__PROBLEM DETAILS__:
Your reply should be one number: how many lines of the material contain the word "clicks".

Start of Block

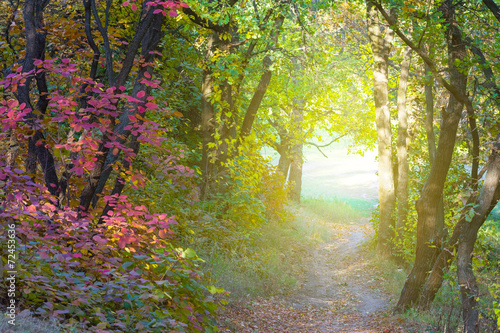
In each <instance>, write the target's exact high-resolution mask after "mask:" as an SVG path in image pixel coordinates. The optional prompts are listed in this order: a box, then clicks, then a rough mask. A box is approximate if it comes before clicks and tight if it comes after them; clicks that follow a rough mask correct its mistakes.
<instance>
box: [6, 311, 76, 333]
mask: <svg viewBox="0 0 500 333" xmlns="http://www.w3.org/2000/svg"><path fill="white" fill-rule="evenodd" d="M9 320H10V318H7V317H5V315H2V316H0V332H2V333H10V332H16V333H63V332H70V331H68V330H67V329H62V328H61V327H60V326H59V324H58V323H57V322H55V321H51V320H41V319H38V318H36V317H33V316H31V314H28V315H23V313H20V314H18V315H17V316H16V321H15V326H12V325H10V324H9V323H8V321H9ZM74 332H76V330H75V331H74Z"/></svg>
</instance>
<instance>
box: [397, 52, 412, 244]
mask: <svg viewBox="0 0 500 333" xmlns="http://www.w3.org/2000/svg"><path fill="white" fill-rule="evenodd" d="M410 64H411V48H410V47H409V46H407V47H406V48H405V51H404V56H403V62H402V64H401V76H400V79H399V88H398V178H397V179H398V181H397V199H398V221H397V224H396V228H397V232H398V237H399V238H402V237H403V234H404V230H405V227H406V222H407V216H408V169H409V168H408V141H409V138H408V117H407V112H406V97H407V87H408V76H409V72H410Z"/></svg>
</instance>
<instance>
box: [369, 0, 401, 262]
mask: <svg viewBox="0 0 500 333" xmlns="http://www.w3.org/2000/svg"><path fill="white" fill-rule="evenodd" d="M366 9H367V18H368V35H369V38H370V44H371V47H372V51H373V57H374V69H373V95H374V100H375V114H376V123H377V139H378V159H379V162H378V187H379V189H378V196H379V202H380V222H379V230H378V242H377V254H378V255H380V256H389V255H390V254H391V239H392V237H393V231H392V226H393V224H394V223H393V219H392V212H393V210H394V207H395V203H396V196H395V191H394V176H393V170H392V132H391V121H390V110H389V99H388V84H389V79H388V61H389V53H390V50H391V47H392V40H393V38H394V33H393V32H392V30H391V29H389V28H386V33H385V34H383V33H382V30H381V27H380V22H379V18H378V12H377V9H376V8H375V5H374V4H373V2H372V1H370V0H368V1H367V2H366Z"/></svg>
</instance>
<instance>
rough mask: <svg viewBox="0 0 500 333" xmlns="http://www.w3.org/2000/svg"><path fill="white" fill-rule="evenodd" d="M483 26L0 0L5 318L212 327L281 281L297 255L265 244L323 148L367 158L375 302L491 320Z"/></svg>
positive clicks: (375, 12)
mask: <svg viewBox="0 0 500 333" xmlns="http://www.w3.org/2000/svg"><path fill="white" fill-rule="evenodd" d="M499 29H500V9H499V7H498V4H497V3H495V1H493V0H482V1H480V0H473V1H472V0H471V1H465V2H464V1H456V0H429V1H423V0H391V1H385V0H384V1H366V2H364V1H320V0H310V1H301V0H261V1H256V0H217V1H208V0H206V1H205V0H199V1H194V0H193V1H190V0H187V1H185V2H178V1H170V0H169V1H160V0H151V1H133V0H130V1H125V2H122V1H113V0H82V1H77V0H75V1H73V0H25V1H21V0H6V1H2V2H1V3H0V30H1V40H0V65H1V74H0V75H1V84H0V91H1V94H2V97H1V98H0V103H1V105H0V120H1V122H0V126H1V131H0V217H1V221H2V231H1V237H2V244H5V246H3V248H2V251H3V254H2V264H3V265H7V264H8V254H11V255H13V254H15V255H16V256H17V257H16V258H17V259H16V264H17V270H18V284H17V296H16V297H17V298H16V299H17V301H18V309H19V311H21V310H24V309H28V310H30V311H31V312H32V313H33V314H34V315H36V316H40V317H42V318H48V317H50V318H55V319H57V320H58V321H59V322H60V323H61V325H62V326H63V327H65V329H66V330H68V331H78V332H82V331H84V330H90V331H93V332H99V331H100V332H114V331H116V332H137V331H141V332H165V331H175V332H196V331H207V332H211V331H217V313H218V312H217V311H218V309H220V308H222V307H223V306H224V305H225V304H227V302H228V300H229V301H231V299H232V297H237V296H238V295H240V294H241V295H244V294H248V293H256V294H259V293H260V294H266V293H278V294H279V293H286V292H289V290H290V289H293V288H294V282H293V281H295V280H294V279H295V276H296V275H297V274H299V273H298V272H296V271H294V269H293V268H290V267H292V262H293V261H294V260H296V259H297V258H298V257H297V258H296V257H294V256H293V254H292V255H290V256H288V254H287V255H286V256H285V255H283V253H287V252H286V251H289V250H290V249H289V248H286V247H285V246H284V247H282V248H280V249H279V250H276V247H275V248H273V247H270V246H271V245H272V243H273V242H277V243H280V242H281V241H280V239H281V238H280V237H285V236H284V235H285V231H286V230H291V229H290V228H291V227H292V221H293V220H294V218H295V217H294V215H295V214H296V207H298V205H299V204H300V201H301V186H302V167H303V163H304V149H311V148H313V149H317V150H318V152H321V153H323V150H322V148H324V147H327V146H329V145H331V144H332V143H334V142H338V141H339V140H340V139H342V140H348V142H349V144H350V150H351V151H352V152H353V153H356V152H357V153H360V154H363V151H365V150H369V149H373V148H375V147H377V149H378V166H379V168H378V177H379V205H378V208H377V209H376V210H374V211H373V213H372V221H373V224H374V226H375V229H376V231H377V233H376V236H375V239H374V241H373V246H374V248H376V253H377V255H378V257H379V258H382V259H383V260H386V261H390V262H394V263H395V264H396V265H399V267H401V268H403V269H405V271H406V273H407V274H408V278H407V279H406V282H405V284H404V287H403V288H402V290H401V293H400V298H399V302H398V303H397V305H396V307H395V311H396V312H405V311H406V312H408V311H410V312H411V311H413V312H418V313H425V312H426V311H428V310H429V309H430V308H431V307H432V306H433V302H434V304H435V303H436V302H438V303H439V302H441V303H439V304H445V305H446V304H447V303H448V304H451V303H450V302H451V300H450V299H454V300H455V301H456V300H457V299H458V298H460V300H461V301H460V302H461V305H460V307H461V309H460V311H456V312H453V310H454V309H453V308H451V310H450V311H449V312H448V313H444V312H443V313H442V314H441V315H446V316H448V315H449V316H452V315H453V316H454V317H453V318H454V323H455V324H454V325H455V326H454V328H448V329H456V330H457V331H459V332H480V331H485V332H486V329H489V330H491V331H495V330H496V329H497V328H495V325H500V323H498V322H497V320H498V319H497V318H498V317H500V304H499V302H500V296H499V295H500V279H499V277H500V266H499V260H500V246H499V244H500V243H499V241H500V226H499V222H498V221H499V213H498V210H497V209H495V208H494V207H495V206H496V204H497V202H498V200H499V199H500V187H499V186H498V184H499V179H500V156H499V155H498V149H499V148H500V146H499V145H500V142H499V135H500V134H499V133H500V127H499V126H500V123H499V122H498V119H499V111H500V109H499V107H500V90H499V87H498V85H497V82H496V76H497V75H498V73H499V71H500V62H499V57H500V54H499V52H500V51H499V50H500V48H499V45H500V31H499ZM264 149H265V150H266V151H268V150H270V149H272V150H274V151H275V152H276V153H277V154H278V155H279V162H278V164H277V165H273V164H272V163H270V159H269V158H267V157H265V156H264V154H263V153H262V152H263V151H264ZM307 204H308V201H307V200H305V202H303V203H302V205H307ZM337 204H340V205H344V206H342V207H344V208H343V209H344V211H345V210H349V209H352V207H351V206H352V205H351V206H350V204H349V203H339V202H337ZM332 218H337V217H332ZM12 224H14V225H15V229H16V232H17V234H16V238H15V239H16V244H17V245H16V249H15V250H13V249H11V248H8V247H7V245H6V244H7V240H8V239H9V233H8V228H9V225H12ZM292 229H293V228H292ZM287 232H288V231H287ZM292 232H293V231H292ZM273 235H275V236H273ZM276 235H277V236H276ZM273 237H275V238H273ZM285 238H286V237H285ZM285 238H283V239H285ZM291 243H293V242H291ZM270 244H271V245H270ZM284 244H288V243H284ZM297 244H303V246H304V247H307V246H309V245H307V244H306V245H304V243H300V241H298V240H297ZM273 246H274V245H273ZM276 246H278V245H276ZM297 246H299V245H297ZM302 250H304V249H302ZM280 251H282V252H280ZM296 251H300V249H296ZM299 257H300V255H299ZM245 276H246V277H247V280H245V279H244V278H243V277H245ZM0 286H1V288H2V293H1V294H0V295H1V296H0V299H1V300H2V302H1V304H2V305H5V304H7V301H8V298H7V293H6V288H7V284H6V282H5V281H2V283H1V284H0ZM443 286H447V288H446V291H443V289H444V287H443ZM227 291H231V292H232V293H231V294H229V293H228V292H227ZM436 295H437V296H436ZM441 309H442V310H443V309H444V310H443V311H445V310H446V309H447V308H446V307H443V306H441ZM446 311H448V310H446Z"/></svg>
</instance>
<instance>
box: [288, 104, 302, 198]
mask: <svg viewBox="0 0 500 333" xmlns="http://www.w3.org/2000/svg"><path fill="white" fill-rule="evenodd" d="M300 104H301V103H300ZM303 119H304V115H303V109H302V105H299V107H297V106H295V107H294V108H293V110H292V128H293V132H294V133H297V134H298V137H297V138H295V139H294V142H293V143H292V149H291V163H290V177H289V180H290V183H291V184H292V188H291V190H290V195H289V196H290V199H291V200H293V201H295V202H298V203H300V193H301V192H302V166H303V164H304V158H303V148H304V140H303V137H302V136H303V124H302V121H303Z"/></svg>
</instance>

End of Block

__THE COMPLETED TASK__:
2